* **Page excerpt**
◆ ◆ ◆ ◆ ◆

Intel Increases L1D and L2 Cache Sizes with "Ice Lake"

btarunr · Oct 23, 2018

Intel's next major CPU microarchitecture being designed for the 10 nm silicon fabrication process, codenamed "Ice Lake," could introduce the first major core redesign in over three years. Keen observers of Geekbench database submissions of dual-core "Ice Lake" processor engineering samples noticed something curious - Intel has increased its L1 and L2 cache sizes from previous generations.

The L1 data cache has been enlarged to 48 KB from 32 KB of current-generation "Coffee Lake," and more interestingly, the L2 cache has been doubled in size to 512 KB, from 256 KB. The L1 instruction cache is still 32 KB in size, while the shared L3 cache for this dual-core chip is 4 MB. The "Ice Lake" chip in question is still a "mainstream" rendition of the microarchitecture, and not an enterprise version, which has had a "re-balanced" cache hierarchy since "Skylake-X," which combined large 1 MB L2 caches with relatively smaller shared L3 caches.

View at TechPowerUp Main Site

Deleted member 178884 · Oct 23, 2018

Moving cache back up? Interesting since the HEDT got hit harder, the cache total on the 6950x was more than the 7980xe.

dont whant to set it"' · Oct 23, 2018

Good, or is it ? if its a new CPU architecture I cant argue on no basis whatsoever, more cache is "more better" is it as fast? what are the benefits ? can the chain of micro-ops handle it or is the scheduler up to the task, but, yet again I is no expert.

agent_x007 · Oct 23, 2018

In general, having bigger cache is good. However lalency is also important.
Programs that can fit in smaller cache should execute faster on older tech, if latency on bigger cache is higher.

Also, last L1 bump on "consumer grade" platform was with Conroe (from Netburst) and we have 256kB L2 since Nehalem (first gen Core I series).
Intel never released a large L3 caches per core on LGA11xx platforms (always 2MB/core max.).

efikkan · Oct 23, 2018

We still don't know the details of Ice Lake, but the new details look like this in comparison with existing architectures:

(based on info around the web, may not be 100% accurate)

One thing I consider interesting is that Intel seem to prioritize L1 data cache while AMD prioritizes L1 instruction cache.

Xx Tek Tip xX said:
Moving cache back up? Interesting since the HEDT got hit harder, the cache total on the 6950x was more than the 7980xe.

What?
The L3 cache on Skylake-X works differently. Prior generations had an inclusive L3 cache, meaning L2 will be duplicated in L3, so effectively the L3 cache size of older generations is 1.75 MB. Skylake-X also quadrupled the L2 cache, leading to an effective increase in cache per core, but more importantly, a more efficient cache.

◆ ◆ ◆ ◆ ◆

* **Your tasks**
a) According to the Ice Lake cache thread, what size is each cache level of the dual-core "Ice Lake" chip?
b) Update the stretch of the Ice Lake cache thread from "efikkan · Oct" through "more efficient cache." by changing "inclusive" to "shared".
None of the material is needed.

◆ ◆ ◆ ◆ ◆

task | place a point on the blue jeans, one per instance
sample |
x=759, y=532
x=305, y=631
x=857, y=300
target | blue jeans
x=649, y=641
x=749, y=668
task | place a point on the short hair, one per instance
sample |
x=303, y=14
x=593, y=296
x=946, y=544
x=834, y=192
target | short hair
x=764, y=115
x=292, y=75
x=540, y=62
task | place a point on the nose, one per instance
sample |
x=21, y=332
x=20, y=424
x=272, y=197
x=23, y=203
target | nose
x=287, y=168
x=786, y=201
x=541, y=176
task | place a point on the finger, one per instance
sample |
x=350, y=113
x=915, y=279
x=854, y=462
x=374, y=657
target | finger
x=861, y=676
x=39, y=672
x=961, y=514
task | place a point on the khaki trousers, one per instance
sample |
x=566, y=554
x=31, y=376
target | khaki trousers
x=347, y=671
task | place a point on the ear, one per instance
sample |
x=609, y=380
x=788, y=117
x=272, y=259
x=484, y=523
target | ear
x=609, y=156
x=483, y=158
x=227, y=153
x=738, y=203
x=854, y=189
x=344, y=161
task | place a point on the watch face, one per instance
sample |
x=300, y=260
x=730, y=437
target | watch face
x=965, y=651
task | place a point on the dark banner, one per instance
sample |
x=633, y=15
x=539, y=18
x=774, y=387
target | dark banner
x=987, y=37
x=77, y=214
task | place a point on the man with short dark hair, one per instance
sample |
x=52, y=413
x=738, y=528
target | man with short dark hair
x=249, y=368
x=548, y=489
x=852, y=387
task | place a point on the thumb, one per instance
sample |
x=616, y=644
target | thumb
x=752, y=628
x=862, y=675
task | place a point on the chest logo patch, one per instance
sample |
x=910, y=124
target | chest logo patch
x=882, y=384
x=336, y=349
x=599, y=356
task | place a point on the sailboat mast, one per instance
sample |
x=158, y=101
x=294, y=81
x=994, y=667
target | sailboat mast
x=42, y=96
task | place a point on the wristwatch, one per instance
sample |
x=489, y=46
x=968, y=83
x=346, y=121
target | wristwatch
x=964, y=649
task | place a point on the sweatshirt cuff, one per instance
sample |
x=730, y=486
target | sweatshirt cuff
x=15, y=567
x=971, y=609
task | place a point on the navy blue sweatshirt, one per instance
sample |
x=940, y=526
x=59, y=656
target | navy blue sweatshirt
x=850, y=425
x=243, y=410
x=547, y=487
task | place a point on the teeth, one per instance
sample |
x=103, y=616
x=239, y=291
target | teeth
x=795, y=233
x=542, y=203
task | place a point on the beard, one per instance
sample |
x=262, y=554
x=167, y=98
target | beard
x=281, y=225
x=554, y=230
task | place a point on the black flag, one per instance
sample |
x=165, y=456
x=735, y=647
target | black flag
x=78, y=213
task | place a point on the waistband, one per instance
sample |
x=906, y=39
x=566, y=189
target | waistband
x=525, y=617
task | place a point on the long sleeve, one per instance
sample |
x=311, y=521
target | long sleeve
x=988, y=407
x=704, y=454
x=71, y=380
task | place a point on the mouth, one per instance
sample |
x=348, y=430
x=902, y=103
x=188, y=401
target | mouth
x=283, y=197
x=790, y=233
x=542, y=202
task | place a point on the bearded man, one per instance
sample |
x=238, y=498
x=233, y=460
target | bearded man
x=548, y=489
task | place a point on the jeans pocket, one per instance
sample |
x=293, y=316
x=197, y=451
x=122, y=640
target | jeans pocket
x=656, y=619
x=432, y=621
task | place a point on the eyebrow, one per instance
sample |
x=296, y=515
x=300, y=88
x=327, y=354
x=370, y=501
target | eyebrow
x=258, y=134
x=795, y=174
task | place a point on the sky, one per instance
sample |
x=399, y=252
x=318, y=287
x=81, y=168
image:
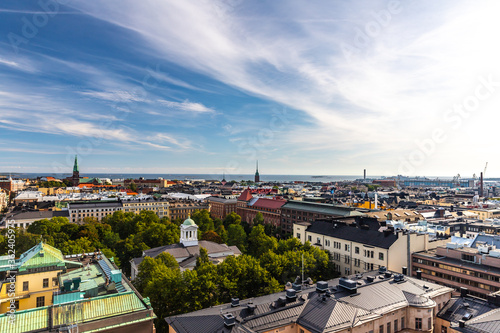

◆ ◆ ◆ ◆ ◆

* **Answers per task**
a)
- L1 data cache: 48 KB
- L1 instruction cache: 32 KB
- L2 cache: 512 KB
- Shared L3 cache: 4 MB

b)
efikkan · Oct 23, 2018

We still don't know the details of Ice Lake, but the new details look like this in comparison with existing architectures:

(based on info around the web, may not be 100% accurate)

One thing I consider interesting is that Intel seem to prioritize L1 data cache while AMD prioritizes L1 instruction cache.

Xx Tek Tip xX said:
Moving cache back up? Interesting since the HEDT got hit harder, the cache total on the 6950x was more than the 7980xe.

What?
The L3 cache on Skylake-X works differently. Prior generations had an shared L3 cache, meaning L2 will be duplicated in L3, so effectively the L3 cache size of older generations is 1.75 MB. Skylake-X also quadrupled the L2 cache, leading to an effective increase in cache per core, but more importantly, a more efficient cache.